=== Source document ===
· · · ·

While answering questions after a Wednesday address on the impact of the American Rescue Plan, President Joe Biden doubled down on his tax proposals and the need for wealthier Americans and corporations to pay their fair share – and took aim at prior Republican tax cuts.

“My Republican friends had no problem voting to pass a tax proposal – it expires in 2025 – that costs $2 trillion,” Biden said, adding that none of that was paid for. In fact, he said, it “gave the overwhelming percentage of those tax breaks to people who didn’t need it. The top one tenth of 1% didn’t need it.”

As for the argument Republicans gave in 2017, that it would generate a “great economic surge and growth,” Biden said “everyone from the Heritage Foundation on has pointed out it hadn’t done that.”

Then he turned to his plans to hike taxes.

“The biggest 35 or 30 corporations didn’t pay a single solitary penny last year, and they’re Fortune 500 companies,” Biden said. “They made $400 billion. They paid no taxes. How can that make any sense?”

Biden said sometime in the 2000s – he’d have his staff supply the exact date – the average CEO of a Fortune 500 company made about 36 times what the average employee of that corporation made.

“It’s over 450 times as much now. As my mother would say, who died and left them boss?” he said before raising his voice while questioning how it can benefit the economy to have CEOs make so much more than workers. “No, seriously, what rationale, tell me what benefit flows from that?”

“We’re not going to deprive” any executive “of their second or third home” or traveling privately by jet, he said.

“It’s not going to affect your standard of living at all. Not a little tiny bit,” Biden said, raising his voice, “while I can affect the standard of living of people I grew up with.”

Biden has proposed a slew of tax measures to offset the proposed spending in his two-pronged infrastructure package. Those include raising the income tax rate for the wealthiest Americans to 39.6%, bringing up the capital gains rate to the same level, and increasing the corporate tax rate from 21% to 28%. The corporate tax rate was one measure that was slashed under Trump’s tax package, falling from 35% to 21%.

· · · ·

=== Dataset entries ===
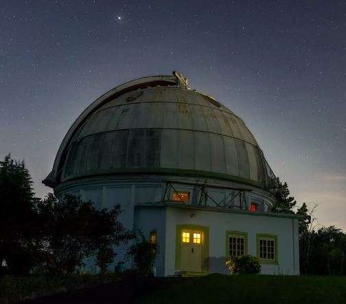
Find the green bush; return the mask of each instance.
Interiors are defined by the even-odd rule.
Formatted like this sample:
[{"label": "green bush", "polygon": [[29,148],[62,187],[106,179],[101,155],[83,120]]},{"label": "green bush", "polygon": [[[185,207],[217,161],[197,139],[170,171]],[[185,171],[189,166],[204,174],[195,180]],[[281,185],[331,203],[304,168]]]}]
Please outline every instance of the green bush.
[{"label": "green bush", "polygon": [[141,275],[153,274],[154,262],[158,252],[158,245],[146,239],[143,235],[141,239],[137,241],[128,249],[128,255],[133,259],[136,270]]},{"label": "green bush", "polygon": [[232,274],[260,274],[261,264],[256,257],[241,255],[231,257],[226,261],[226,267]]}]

· · · ·

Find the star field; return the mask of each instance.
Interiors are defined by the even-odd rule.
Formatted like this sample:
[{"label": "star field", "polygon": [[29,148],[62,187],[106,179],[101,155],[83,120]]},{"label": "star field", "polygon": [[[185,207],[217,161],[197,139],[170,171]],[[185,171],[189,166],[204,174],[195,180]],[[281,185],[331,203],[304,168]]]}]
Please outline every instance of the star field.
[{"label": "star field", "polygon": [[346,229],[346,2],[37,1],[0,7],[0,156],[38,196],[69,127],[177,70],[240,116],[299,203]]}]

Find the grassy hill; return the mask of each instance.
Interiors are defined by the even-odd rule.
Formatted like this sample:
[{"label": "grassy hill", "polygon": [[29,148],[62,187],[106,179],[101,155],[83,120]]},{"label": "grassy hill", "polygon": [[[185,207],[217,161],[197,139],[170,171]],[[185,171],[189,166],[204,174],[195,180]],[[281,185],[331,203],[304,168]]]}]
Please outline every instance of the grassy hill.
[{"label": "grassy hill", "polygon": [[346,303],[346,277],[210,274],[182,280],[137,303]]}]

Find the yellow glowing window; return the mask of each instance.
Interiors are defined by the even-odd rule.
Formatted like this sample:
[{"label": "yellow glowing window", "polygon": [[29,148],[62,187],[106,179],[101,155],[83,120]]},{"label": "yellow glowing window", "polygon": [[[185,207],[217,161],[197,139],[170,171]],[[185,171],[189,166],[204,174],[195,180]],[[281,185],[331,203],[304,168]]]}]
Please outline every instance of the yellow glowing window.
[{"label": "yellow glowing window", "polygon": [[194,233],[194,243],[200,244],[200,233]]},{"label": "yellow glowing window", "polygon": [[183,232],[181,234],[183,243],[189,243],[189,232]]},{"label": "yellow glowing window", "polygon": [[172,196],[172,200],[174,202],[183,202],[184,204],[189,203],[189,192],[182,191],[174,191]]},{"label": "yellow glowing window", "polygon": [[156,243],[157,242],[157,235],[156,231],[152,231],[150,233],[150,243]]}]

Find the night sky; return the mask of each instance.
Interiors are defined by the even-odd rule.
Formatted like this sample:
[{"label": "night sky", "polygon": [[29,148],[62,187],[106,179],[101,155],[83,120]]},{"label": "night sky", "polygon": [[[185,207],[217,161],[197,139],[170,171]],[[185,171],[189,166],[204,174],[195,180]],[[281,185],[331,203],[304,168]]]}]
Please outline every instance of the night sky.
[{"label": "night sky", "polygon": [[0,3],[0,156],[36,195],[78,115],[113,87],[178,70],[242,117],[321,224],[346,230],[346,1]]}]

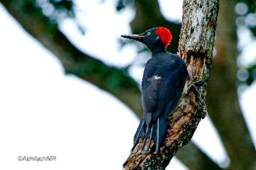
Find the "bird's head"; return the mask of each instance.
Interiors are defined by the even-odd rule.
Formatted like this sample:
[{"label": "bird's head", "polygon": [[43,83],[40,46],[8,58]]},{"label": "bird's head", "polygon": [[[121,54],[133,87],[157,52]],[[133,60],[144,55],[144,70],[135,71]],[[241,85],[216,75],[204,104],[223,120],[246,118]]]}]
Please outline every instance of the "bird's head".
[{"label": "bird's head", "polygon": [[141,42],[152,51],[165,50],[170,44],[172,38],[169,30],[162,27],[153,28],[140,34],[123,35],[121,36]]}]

· · · ·

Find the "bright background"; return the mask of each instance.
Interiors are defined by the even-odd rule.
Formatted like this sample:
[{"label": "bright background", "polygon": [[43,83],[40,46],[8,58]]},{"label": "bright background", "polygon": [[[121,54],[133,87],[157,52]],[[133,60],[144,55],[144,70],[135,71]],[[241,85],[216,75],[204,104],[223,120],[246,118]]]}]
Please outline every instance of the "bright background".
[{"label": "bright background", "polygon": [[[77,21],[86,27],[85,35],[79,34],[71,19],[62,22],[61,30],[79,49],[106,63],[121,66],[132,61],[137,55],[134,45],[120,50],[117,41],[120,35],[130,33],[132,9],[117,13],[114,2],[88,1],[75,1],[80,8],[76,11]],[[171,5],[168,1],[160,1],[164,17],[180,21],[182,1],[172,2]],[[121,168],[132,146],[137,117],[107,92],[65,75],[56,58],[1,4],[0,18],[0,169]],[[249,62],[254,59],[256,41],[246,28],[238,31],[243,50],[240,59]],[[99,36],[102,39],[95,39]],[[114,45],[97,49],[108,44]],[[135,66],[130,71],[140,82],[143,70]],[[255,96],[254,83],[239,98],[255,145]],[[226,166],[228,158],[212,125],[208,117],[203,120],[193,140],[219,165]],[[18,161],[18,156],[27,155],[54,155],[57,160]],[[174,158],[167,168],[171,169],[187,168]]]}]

· · · ·

=== Exercise details ===
Rewrite the passage on Biden's tax remarks between "As for the argument" and "to hike taxes.", inclusive, with "Tax Policy Center" in place of "Heritage Foundation".

=== Answer for this exercise ===
As for the argument Republicans gave in 2017, that it would generate a “great economic surge and growth,” Biden said “everyone from the Tax Policy Center on has pointed out it hadn’t done that.”

Then he turned to his plans to hike taxes.